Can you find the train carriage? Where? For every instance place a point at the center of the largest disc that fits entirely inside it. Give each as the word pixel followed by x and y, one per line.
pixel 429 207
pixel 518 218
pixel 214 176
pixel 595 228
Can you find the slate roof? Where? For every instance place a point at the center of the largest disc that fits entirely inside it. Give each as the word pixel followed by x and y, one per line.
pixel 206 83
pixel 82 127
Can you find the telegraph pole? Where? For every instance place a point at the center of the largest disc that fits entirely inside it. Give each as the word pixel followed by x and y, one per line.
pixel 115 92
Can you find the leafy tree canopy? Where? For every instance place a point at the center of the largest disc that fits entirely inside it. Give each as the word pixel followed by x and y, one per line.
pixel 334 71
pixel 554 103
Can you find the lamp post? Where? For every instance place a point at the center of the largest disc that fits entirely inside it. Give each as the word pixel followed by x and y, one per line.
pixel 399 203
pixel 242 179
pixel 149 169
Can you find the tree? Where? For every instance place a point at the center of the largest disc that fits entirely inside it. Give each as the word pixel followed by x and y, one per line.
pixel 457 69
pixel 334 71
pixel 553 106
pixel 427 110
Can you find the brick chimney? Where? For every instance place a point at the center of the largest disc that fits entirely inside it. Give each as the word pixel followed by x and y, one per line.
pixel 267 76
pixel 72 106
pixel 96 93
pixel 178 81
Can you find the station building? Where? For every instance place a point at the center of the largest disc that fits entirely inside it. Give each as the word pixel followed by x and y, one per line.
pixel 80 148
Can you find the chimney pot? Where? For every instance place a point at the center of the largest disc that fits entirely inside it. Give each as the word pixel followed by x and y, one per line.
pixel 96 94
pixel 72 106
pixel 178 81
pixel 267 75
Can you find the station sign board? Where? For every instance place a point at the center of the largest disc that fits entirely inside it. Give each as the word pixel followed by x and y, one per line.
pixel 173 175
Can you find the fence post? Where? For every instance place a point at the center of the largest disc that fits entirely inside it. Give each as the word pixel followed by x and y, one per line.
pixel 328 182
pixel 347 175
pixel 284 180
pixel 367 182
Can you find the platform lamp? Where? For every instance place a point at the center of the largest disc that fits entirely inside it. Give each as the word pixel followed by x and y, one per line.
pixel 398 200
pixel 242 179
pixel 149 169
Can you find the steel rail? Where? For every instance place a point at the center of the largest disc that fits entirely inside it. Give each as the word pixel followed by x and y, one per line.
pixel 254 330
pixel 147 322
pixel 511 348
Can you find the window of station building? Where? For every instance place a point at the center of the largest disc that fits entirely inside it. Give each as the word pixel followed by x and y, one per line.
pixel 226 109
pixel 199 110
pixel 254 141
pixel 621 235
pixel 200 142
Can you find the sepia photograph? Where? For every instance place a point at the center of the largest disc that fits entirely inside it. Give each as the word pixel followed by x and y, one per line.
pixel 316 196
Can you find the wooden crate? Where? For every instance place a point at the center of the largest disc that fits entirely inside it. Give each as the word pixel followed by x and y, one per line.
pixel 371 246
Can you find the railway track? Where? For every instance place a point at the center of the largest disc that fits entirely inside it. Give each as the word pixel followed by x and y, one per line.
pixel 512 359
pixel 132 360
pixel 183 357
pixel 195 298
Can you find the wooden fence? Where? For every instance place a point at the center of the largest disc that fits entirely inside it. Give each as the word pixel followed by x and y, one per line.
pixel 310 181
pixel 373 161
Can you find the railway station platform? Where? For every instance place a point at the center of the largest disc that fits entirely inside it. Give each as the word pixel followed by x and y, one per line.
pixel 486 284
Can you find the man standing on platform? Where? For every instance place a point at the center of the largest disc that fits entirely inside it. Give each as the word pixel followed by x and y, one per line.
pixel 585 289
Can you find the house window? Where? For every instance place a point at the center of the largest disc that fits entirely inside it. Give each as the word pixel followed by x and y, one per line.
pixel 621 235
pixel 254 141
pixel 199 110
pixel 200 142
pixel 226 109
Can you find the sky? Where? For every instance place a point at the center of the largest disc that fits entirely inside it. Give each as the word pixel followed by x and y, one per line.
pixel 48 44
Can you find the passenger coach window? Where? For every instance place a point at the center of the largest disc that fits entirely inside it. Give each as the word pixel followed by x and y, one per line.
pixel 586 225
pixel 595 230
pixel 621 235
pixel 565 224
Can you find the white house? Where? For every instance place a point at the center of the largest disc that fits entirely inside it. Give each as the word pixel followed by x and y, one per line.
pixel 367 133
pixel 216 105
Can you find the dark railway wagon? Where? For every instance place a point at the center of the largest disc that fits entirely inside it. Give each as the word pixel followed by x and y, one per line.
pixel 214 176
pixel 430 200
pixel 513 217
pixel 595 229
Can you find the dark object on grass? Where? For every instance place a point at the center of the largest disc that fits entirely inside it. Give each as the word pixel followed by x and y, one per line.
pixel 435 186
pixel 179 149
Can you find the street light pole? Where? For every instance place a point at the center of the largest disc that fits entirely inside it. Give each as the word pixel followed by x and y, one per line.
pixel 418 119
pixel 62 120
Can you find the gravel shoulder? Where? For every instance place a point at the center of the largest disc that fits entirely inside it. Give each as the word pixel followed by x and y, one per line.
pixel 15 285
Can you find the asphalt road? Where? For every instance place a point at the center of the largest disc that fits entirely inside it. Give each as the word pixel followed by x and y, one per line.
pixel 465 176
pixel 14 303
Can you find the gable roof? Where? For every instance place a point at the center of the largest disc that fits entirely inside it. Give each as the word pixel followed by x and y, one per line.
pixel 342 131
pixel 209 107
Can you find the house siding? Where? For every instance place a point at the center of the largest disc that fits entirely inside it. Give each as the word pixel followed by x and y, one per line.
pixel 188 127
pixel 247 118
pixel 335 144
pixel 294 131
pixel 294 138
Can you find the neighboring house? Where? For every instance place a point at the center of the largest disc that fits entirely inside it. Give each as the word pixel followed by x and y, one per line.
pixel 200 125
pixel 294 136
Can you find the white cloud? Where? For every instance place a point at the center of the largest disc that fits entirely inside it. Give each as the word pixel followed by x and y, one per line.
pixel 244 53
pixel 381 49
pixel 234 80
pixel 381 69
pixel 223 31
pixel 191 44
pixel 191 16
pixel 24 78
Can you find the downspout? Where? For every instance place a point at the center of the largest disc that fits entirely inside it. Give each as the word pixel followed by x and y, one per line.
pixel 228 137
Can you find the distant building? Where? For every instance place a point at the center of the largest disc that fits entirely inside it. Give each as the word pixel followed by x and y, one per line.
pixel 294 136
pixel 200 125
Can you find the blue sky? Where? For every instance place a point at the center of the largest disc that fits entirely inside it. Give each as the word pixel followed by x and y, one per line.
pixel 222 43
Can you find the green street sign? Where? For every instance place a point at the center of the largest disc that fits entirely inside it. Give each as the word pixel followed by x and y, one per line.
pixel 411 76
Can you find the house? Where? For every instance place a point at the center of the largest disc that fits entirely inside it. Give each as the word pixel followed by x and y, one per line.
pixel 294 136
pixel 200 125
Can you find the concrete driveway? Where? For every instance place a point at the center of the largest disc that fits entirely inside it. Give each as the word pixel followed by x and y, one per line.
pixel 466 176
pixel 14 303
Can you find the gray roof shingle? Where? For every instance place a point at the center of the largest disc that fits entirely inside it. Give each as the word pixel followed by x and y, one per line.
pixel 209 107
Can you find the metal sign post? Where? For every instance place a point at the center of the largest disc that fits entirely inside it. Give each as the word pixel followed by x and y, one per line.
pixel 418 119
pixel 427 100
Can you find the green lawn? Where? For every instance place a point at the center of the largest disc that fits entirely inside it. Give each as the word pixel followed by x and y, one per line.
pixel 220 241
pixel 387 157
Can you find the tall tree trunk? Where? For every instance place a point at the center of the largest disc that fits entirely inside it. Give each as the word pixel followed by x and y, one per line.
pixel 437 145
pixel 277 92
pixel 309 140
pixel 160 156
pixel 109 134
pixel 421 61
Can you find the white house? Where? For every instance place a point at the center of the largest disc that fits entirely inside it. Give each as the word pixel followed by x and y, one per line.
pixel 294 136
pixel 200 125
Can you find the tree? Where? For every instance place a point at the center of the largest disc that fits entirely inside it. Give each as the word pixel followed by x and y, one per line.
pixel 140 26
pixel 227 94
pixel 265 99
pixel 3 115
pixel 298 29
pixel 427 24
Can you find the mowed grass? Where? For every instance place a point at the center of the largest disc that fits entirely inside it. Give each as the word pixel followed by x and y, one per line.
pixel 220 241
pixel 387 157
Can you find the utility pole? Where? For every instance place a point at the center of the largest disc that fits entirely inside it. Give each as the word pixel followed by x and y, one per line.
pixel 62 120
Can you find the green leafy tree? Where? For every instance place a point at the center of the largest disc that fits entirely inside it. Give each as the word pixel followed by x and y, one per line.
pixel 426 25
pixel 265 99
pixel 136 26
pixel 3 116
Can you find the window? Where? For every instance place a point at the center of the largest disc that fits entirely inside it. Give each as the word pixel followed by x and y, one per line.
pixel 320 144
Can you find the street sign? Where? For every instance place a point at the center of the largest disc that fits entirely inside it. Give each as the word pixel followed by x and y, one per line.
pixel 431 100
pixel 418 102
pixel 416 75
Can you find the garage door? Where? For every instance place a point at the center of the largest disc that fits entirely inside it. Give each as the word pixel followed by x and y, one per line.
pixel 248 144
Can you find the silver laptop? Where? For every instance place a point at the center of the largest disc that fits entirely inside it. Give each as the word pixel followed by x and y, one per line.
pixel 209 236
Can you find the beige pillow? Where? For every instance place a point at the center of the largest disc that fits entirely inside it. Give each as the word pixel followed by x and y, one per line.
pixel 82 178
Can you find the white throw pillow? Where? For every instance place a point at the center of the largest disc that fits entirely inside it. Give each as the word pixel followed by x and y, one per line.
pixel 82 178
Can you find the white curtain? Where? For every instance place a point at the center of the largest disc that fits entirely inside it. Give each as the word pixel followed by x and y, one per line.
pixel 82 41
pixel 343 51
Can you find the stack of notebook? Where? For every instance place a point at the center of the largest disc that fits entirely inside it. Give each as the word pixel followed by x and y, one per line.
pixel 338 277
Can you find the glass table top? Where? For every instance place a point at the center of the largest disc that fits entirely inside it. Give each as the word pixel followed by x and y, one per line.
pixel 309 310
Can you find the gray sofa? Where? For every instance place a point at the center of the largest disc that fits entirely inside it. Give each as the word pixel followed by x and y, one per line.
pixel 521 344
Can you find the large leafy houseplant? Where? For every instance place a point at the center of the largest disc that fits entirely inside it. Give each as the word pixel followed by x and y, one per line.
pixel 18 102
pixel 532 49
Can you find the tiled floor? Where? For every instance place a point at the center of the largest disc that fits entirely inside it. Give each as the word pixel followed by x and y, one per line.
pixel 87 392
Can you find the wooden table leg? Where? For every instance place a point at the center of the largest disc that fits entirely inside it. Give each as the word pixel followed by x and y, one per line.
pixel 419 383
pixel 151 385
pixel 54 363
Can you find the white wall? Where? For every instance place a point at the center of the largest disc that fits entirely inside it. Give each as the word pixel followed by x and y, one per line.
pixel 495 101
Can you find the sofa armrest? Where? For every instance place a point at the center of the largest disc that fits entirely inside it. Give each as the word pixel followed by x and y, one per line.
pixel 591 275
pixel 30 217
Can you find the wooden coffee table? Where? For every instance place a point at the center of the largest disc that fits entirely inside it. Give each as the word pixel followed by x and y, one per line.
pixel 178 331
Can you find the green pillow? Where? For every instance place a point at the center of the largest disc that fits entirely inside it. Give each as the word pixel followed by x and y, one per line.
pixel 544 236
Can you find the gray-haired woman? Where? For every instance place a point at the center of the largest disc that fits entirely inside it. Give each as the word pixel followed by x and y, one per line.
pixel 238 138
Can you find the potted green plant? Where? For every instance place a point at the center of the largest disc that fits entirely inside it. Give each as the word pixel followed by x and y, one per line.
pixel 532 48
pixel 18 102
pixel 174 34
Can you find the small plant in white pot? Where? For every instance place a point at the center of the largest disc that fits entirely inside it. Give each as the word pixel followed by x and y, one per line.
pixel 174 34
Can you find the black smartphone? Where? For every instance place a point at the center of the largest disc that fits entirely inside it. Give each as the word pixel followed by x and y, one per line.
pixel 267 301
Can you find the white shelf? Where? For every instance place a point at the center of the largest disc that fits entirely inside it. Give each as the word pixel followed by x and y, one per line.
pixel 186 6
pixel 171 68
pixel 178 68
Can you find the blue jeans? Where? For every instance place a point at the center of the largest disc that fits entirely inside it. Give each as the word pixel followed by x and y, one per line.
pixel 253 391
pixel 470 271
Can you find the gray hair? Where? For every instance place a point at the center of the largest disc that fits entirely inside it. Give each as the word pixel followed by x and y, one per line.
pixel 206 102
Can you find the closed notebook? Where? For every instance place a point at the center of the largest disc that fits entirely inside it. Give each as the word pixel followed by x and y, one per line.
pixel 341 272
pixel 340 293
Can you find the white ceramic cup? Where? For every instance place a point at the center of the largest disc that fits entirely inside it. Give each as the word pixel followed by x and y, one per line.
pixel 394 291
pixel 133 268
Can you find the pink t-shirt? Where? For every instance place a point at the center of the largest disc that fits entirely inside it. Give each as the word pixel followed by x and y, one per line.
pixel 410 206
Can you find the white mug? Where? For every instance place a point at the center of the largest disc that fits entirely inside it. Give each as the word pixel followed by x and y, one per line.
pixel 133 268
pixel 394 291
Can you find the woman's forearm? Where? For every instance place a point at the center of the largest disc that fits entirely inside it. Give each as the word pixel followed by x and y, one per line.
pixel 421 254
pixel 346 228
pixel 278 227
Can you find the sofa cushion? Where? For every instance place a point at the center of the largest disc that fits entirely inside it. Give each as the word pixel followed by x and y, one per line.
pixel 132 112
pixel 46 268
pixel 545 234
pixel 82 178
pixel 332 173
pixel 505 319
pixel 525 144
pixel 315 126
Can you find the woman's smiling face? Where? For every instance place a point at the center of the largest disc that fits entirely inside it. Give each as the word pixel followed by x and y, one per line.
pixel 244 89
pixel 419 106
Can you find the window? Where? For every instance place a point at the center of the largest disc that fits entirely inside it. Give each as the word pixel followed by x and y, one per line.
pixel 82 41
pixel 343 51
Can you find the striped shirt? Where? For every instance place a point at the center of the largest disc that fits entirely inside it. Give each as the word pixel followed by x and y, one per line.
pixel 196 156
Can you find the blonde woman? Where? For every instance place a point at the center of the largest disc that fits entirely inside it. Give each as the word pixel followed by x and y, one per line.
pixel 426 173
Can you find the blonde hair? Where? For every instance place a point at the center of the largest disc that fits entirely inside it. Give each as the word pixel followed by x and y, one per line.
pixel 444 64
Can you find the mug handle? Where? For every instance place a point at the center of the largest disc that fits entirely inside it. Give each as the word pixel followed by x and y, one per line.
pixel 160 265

^^^^

AIM OF THE EXERCISE:
Exactly the lines from the one containing "Can you find the striped" through the last line of the records are to be transcribed, both endpoints included.

TASK ANSWER:
Can you find the striped shirt? Where? For every instance place a point at the center of the largest disc that fits entirely inside it. Give each as the word pixel followed by x and y, one per line.
pixel 196 156
Can you find the blonde woman? Where? For every instance place a point at the center of the largest disc that fits entirely inside it. Give each as the word pixel followed by x and y, one per line.
pixel 426 173
Can you find the blonde hair? Where? For every instance place a point at the center of the largest disc that fits entirely inside it. Give each as the word pixel followed by x and y, one per line.
pixel 444 64
Can you find the mug handle? Where? For every instance place a point at the center of the largest disc that fits entirely inside it. Give each as the word pixel followed by x and y, one per line.
pixel 160 265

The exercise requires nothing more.